Your goal ▸ Once you have counted the lines below that contain "each", give that number and nothing else.
#### Available records
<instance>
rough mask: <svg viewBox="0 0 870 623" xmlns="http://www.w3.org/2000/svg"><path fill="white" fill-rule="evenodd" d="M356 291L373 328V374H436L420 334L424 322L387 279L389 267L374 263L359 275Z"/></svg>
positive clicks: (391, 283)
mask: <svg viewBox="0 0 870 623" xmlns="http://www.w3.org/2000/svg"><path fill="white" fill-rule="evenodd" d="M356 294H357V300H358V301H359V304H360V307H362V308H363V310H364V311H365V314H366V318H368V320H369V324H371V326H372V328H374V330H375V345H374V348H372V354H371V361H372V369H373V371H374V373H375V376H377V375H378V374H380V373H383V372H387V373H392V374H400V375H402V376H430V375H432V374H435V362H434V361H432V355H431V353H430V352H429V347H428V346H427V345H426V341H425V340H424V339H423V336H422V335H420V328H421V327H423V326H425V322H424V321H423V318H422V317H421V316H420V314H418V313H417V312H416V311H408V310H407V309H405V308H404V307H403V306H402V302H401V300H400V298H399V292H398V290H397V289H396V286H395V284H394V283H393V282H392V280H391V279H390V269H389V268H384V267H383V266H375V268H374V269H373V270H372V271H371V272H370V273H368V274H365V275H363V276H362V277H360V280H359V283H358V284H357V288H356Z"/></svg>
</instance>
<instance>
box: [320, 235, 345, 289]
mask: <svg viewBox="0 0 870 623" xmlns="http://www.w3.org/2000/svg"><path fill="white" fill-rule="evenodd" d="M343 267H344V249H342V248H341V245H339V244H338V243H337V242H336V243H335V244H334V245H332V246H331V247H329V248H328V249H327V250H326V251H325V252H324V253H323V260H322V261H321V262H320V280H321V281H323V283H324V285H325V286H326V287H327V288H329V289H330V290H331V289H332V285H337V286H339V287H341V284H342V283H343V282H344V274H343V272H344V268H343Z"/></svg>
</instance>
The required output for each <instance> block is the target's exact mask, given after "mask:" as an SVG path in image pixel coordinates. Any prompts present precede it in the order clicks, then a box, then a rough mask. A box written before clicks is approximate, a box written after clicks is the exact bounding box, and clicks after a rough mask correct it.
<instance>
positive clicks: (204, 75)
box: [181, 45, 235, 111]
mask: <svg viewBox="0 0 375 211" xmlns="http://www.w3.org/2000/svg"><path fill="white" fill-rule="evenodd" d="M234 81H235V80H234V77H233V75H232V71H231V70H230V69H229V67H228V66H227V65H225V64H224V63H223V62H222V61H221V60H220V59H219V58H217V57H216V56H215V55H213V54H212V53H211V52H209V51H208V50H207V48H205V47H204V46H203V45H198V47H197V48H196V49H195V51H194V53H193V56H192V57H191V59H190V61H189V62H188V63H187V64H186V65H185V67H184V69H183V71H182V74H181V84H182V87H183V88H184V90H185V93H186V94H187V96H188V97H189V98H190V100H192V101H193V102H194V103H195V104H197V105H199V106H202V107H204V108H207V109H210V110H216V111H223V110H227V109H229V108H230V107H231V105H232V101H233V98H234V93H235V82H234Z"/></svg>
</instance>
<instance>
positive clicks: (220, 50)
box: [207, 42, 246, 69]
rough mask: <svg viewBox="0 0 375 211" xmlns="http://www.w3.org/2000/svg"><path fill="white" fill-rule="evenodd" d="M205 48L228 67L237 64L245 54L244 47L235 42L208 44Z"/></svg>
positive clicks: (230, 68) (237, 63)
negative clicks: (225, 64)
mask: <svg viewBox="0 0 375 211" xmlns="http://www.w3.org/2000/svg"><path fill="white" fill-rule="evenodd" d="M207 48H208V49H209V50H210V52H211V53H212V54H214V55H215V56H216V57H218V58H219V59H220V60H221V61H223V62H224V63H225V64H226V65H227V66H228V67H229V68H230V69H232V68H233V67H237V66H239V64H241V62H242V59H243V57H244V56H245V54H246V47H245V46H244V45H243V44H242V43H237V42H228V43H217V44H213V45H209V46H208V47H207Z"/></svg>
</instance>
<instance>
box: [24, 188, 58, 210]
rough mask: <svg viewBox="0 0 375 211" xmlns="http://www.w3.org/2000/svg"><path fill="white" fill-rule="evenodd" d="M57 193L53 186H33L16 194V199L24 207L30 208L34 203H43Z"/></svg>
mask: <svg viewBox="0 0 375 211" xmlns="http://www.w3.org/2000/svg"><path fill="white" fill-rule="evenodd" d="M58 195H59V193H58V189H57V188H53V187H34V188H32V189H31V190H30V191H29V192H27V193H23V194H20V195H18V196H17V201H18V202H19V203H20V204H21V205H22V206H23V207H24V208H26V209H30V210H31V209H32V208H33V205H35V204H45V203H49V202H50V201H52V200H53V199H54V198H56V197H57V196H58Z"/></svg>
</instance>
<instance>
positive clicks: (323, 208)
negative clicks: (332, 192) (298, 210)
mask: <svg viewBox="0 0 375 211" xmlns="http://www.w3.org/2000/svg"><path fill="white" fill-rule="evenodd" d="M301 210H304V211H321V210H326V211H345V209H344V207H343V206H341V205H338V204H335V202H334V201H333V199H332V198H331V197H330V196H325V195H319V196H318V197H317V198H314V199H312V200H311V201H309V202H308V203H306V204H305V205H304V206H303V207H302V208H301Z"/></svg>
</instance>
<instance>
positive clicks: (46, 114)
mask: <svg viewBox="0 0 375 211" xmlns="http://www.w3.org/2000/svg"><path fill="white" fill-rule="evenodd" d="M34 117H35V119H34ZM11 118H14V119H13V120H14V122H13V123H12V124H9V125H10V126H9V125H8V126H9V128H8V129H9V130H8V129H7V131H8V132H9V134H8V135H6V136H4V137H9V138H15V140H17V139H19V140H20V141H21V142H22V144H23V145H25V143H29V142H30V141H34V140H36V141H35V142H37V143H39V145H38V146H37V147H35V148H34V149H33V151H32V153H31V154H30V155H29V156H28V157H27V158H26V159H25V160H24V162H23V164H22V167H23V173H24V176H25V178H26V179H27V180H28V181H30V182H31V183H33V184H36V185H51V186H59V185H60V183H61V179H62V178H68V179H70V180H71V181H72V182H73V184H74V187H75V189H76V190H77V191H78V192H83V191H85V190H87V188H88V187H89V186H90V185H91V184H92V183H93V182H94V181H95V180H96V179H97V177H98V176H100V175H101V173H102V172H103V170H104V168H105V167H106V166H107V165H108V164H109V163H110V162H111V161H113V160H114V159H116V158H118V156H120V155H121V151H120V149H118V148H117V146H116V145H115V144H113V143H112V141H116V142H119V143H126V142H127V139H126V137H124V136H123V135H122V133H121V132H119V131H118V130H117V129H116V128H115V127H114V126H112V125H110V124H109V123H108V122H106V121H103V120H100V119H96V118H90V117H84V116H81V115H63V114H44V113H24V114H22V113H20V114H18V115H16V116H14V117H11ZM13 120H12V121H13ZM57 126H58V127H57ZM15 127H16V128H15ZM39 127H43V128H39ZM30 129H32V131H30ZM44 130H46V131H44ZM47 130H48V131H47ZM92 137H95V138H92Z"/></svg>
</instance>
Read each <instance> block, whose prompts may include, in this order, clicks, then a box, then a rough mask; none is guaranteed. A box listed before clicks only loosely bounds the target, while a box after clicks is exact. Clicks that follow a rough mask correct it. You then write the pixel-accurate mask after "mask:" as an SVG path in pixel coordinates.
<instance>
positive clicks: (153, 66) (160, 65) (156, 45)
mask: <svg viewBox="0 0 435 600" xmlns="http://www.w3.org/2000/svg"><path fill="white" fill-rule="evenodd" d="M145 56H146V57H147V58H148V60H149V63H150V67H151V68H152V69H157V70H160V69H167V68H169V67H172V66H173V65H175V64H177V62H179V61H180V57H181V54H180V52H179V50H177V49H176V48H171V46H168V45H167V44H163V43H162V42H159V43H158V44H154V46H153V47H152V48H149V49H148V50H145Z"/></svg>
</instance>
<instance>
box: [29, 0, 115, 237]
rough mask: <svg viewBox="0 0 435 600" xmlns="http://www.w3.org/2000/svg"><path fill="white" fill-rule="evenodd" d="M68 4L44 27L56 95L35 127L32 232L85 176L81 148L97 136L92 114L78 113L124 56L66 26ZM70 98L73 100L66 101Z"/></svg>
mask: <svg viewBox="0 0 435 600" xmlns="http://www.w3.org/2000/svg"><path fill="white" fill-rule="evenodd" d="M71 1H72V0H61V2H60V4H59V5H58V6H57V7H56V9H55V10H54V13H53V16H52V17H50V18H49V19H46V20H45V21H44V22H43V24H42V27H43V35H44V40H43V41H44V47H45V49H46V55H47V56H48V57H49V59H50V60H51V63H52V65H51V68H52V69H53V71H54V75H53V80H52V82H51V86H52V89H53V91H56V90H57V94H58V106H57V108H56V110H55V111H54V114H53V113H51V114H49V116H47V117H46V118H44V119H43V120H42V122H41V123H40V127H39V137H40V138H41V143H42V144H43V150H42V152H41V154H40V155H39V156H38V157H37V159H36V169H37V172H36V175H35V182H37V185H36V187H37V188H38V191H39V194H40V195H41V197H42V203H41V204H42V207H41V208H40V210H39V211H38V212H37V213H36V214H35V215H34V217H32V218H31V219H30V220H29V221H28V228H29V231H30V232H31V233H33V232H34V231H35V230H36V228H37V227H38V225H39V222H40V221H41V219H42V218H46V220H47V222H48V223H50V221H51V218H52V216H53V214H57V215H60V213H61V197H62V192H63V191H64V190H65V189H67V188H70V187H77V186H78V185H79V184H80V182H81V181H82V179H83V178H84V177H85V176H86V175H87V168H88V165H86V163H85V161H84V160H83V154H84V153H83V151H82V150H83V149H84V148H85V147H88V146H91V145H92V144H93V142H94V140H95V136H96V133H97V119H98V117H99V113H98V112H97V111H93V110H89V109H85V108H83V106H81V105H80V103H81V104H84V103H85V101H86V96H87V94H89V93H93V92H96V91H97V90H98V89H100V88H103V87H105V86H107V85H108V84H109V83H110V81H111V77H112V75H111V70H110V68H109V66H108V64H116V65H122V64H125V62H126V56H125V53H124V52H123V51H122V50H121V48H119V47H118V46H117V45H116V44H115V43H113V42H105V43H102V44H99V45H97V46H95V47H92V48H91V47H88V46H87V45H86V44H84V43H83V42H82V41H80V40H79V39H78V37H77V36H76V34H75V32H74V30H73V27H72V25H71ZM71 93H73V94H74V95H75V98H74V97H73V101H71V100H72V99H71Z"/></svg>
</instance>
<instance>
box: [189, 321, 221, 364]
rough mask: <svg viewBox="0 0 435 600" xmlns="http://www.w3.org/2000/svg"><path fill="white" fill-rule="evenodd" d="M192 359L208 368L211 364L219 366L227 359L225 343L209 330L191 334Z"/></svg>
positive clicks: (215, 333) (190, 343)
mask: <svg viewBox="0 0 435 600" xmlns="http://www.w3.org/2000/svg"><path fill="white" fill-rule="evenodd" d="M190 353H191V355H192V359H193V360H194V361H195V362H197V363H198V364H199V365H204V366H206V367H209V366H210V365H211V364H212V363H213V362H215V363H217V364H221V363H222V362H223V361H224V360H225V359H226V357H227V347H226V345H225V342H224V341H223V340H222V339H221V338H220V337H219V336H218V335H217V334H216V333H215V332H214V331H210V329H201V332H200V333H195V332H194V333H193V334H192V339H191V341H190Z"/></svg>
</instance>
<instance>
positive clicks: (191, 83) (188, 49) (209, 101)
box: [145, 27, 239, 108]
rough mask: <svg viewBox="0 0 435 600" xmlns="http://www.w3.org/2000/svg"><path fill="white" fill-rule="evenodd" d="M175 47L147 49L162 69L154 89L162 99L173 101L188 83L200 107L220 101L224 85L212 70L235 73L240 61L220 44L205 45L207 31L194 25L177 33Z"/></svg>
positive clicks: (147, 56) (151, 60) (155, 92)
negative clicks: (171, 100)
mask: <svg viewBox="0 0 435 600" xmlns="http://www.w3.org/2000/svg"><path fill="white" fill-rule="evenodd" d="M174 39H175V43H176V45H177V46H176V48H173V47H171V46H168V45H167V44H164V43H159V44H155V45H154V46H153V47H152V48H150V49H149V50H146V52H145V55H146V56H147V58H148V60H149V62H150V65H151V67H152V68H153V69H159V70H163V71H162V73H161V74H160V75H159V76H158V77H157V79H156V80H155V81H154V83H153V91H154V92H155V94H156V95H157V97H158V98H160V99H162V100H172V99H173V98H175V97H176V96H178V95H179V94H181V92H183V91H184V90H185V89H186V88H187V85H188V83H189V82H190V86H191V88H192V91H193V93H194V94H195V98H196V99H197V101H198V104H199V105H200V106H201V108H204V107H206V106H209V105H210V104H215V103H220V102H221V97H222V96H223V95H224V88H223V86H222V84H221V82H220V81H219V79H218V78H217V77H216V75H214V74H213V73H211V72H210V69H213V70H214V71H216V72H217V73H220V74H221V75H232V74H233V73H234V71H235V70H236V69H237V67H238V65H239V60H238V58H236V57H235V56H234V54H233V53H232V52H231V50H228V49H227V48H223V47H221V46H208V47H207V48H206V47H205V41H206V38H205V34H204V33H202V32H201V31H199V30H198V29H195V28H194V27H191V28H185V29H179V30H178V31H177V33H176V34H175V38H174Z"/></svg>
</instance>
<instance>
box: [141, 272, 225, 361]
########
Exercise response ▸ 2